* start Dataset records *

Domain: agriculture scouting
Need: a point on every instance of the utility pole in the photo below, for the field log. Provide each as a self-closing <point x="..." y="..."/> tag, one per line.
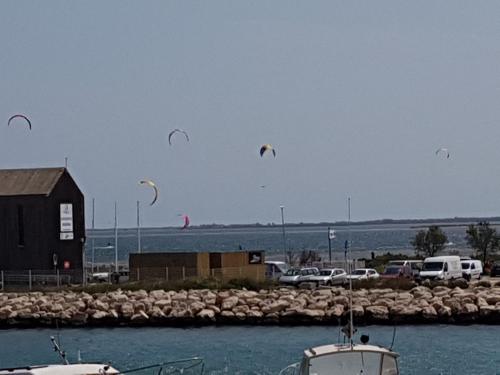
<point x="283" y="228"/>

* end Dataset records *
* start Dataset records *

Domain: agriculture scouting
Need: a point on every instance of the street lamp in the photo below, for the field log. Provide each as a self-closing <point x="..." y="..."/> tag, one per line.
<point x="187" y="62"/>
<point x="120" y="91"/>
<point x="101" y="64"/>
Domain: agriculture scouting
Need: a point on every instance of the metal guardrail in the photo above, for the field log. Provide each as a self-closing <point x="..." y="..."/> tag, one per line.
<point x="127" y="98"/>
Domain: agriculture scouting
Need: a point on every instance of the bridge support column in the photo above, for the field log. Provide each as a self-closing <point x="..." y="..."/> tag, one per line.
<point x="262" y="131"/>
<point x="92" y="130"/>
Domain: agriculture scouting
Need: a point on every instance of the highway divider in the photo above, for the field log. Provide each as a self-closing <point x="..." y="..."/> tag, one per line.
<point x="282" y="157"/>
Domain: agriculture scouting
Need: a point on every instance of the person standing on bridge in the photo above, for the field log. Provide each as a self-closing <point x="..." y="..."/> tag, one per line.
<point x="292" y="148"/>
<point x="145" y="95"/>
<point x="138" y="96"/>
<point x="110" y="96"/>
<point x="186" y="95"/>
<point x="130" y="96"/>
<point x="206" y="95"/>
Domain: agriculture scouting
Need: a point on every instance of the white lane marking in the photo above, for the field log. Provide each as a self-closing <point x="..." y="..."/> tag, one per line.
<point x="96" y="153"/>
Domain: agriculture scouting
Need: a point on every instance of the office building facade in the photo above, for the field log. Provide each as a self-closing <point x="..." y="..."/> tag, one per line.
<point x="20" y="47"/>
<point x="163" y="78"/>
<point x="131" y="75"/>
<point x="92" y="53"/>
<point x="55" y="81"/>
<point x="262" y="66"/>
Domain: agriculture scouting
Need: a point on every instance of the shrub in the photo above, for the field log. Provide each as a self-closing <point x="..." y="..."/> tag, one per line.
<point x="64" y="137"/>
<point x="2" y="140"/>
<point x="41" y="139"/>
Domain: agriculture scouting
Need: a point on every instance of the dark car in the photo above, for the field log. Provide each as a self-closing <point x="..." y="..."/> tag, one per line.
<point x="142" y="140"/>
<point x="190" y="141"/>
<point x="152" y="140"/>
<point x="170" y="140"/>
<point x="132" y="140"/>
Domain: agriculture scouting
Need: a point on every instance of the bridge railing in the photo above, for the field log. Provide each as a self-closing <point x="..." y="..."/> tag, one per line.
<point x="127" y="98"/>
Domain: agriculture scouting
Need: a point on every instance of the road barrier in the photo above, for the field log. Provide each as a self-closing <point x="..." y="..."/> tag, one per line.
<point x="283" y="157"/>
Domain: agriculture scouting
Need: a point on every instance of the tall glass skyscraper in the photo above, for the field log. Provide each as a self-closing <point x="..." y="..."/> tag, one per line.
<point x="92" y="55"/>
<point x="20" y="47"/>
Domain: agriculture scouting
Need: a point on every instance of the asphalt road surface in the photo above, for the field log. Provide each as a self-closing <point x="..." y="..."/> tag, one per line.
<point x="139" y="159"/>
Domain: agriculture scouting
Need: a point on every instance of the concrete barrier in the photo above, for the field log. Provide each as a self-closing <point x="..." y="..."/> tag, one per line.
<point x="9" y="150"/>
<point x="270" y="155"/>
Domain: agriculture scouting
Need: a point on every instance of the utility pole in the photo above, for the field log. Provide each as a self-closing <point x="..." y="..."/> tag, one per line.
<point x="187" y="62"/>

* end Dataset records *

Locate every line in the records above that contains the string "below" and copy each such line. Case counts.

▶ Result for this task:
Need: a point on every instance of the utility pole in the photo below, for the field log. Provide each as a self-closing <point x="..." y="..."/> tag, one per line.
Need: a point on every instance of the street lamp in the photo below, for the field log. Provide each as a self-closing <point x="..." y="..."/> tag, one per line.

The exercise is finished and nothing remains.